*Required task*
Rewrite the rows as a Markdown table with two columns, Entry and Text, where Entry holds a running count and Text holds the line. Begin at the line that contains "red truck cab in this photo.", stop after the final line of the rows, and omit any blank lines.

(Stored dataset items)
————————

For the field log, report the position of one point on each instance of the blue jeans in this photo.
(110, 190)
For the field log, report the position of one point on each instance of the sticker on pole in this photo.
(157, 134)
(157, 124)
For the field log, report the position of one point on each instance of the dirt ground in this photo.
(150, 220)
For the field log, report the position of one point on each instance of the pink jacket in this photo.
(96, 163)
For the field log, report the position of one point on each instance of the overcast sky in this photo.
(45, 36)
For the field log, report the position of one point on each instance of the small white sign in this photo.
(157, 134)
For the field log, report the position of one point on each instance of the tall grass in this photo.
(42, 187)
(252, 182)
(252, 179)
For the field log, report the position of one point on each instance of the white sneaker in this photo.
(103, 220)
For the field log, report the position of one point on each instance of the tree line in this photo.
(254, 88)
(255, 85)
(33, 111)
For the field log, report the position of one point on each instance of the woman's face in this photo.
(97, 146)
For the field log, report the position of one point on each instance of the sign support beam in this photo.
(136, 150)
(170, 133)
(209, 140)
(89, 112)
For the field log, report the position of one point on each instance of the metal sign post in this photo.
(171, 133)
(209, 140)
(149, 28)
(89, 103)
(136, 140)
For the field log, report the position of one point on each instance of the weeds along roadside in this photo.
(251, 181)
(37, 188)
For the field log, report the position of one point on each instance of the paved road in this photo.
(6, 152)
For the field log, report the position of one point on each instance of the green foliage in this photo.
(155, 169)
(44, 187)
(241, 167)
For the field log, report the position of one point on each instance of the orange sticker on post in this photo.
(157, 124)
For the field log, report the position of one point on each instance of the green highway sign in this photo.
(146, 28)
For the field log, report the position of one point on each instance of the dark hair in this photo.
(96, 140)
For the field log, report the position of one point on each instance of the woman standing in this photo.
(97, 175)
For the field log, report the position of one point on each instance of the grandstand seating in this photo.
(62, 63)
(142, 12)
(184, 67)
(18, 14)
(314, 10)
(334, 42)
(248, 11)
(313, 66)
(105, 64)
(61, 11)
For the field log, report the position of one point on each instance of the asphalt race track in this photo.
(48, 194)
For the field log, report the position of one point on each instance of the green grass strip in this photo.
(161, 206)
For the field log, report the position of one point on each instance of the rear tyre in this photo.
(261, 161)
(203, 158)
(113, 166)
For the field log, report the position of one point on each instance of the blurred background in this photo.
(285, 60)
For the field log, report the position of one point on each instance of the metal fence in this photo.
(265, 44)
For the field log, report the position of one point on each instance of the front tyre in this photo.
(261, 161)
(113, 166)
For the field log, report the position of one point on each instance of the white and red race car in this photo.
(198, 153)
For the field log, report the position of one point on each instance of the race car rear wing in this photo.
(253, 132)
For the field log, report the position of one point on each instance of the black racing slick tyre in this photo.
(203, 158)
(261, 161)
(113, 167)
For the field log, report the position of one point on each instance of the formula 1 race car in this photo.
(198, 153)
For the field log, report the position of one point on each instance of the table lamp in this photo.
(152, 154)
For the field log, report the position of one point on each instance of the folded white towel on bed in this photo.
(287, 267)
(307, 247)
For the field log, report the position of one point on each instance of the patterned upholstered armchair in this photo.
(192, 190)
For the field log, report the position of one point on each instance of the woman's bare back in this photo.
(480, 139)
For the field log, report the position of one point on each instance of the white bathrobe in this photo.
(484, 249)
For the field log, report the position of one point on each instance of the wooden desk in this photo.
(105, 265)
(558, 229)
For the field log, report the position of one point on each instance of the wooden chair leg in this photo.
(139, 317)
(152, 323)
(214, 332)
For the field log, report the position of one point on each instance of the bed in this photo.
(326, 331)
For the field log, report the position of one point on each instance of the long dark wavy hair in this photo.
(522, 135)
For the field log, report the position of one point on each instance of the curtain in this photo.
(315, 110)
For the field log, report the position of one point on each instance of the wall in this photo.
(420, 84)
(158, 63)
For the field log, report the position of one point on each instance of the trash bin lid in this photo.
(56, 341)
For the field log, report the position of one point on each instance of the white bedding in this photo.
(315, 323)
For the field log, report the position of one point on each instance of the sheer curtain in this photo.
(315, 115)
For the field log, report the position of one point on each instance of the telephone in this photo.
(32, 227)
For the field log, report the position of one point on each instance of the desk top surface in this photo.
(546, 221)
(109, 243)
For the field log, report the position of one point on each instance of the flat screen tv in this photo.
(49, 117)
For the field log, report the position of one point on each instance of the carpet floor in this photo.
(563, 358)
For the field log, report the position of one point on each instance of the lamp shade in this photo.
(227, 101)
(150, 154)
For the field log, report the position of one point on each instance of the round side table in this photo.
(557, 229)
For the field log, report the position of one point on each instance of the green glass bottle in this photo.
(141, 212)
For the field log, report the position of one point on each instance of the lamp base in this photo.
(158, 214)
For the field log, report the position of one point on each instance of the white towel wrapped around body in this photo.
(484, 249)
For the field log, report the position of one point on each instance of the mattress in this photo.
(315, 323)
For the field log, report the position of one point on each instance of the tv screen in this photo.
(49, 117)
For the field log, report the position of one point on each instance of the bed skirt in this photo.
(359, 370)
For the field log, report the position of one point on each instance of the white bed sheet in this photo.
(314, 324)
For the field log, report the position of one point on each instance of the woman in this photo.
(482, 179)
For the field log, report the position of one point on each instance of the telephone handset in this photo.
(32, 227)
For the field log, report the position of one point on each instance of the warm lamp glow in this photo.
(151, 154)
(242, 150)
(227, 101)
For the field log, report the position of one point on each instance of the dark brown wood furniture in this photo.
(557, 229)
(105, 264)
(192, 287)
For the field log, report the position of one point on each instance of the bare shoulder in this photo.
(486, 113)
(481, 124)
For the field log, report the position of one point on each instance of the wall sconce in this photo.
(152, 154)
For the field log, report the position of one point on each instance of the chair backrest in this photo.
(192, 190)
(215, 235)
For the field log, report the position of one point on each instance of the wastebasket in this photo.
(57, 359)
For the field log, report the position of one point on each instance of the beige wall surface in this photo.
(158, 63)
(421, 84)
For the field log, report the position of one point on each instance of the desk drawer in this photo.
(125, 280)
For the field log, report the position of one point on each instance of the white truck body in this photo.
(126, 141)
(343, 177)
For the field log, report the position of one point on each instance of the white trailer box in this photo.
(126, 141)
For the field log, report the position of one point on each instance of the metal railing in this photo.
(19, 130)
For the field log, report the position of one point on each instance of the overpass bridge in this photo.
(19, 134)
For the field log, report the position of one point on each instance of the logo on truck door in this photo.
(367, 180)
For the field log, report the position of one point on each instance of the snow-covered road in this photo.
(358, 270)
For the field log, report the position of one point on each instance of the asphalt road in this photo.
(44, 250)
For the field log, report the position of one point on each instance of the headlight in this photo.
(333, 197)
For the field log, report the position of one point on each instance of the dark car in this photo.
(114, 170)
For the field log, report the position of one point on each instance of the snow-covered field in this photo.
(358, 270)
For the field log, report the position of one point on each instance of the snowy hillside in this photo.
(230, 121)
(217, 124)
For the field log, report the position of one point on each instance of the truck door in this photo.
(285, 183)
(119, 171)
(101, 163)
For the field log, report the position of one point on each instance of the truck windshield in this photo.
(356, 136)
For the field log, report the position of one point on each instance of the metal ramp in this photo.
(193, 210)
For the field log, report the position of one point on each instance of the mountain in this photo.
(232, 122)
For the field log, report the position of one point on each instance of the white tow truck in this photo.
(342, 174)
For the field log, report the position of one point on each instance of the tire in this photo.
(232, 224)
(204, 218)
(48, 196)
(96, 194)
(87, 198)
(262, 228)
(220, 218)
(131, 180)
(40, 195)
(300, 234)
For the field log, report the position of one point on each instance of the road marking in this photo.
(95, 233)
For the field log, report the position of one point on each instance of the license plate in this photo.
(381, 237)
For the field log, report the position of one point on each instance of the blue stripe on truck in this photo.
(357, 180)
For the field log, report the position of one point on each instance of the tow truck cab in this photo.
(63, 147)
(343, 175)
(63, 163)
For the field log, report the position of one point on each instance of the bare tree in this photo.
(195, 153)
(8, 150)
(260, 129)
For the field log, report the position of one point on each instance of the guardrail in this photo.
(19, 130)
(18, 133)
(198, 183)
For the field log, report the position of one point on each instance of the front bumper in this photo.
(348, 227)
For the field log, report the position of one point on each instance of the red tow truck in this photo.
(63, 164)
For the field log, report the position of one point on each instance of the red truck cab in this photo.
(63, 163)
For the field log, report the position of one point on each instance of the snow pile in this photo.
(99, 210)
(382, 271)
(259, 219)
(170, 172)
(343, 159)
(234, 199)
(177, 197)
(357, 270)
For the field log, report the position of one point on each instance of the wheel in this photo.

————————

*Result of this exercise*
| Entry | Text |
|---|---|
| 1 | For the field log, report the position of one point on each instance of the red truck cab in this photo. |
| 2 | (63, 163) |
| 3 | For the field log, report the position of one point on each instance of the snow pile in this photo. |
| 4 | (99, 210) |
| 5 | (382, 271) |
| 6 | (259, 219) |
| 7 | (170, 172) |
| 8 | (343, 159) |
| 9 | (234, 199) |
| 10 | (177, 197) |
| 11 | (357, 270) |
| 12 | For the field log, report the position of one point on each instance of the wheel in this photo. |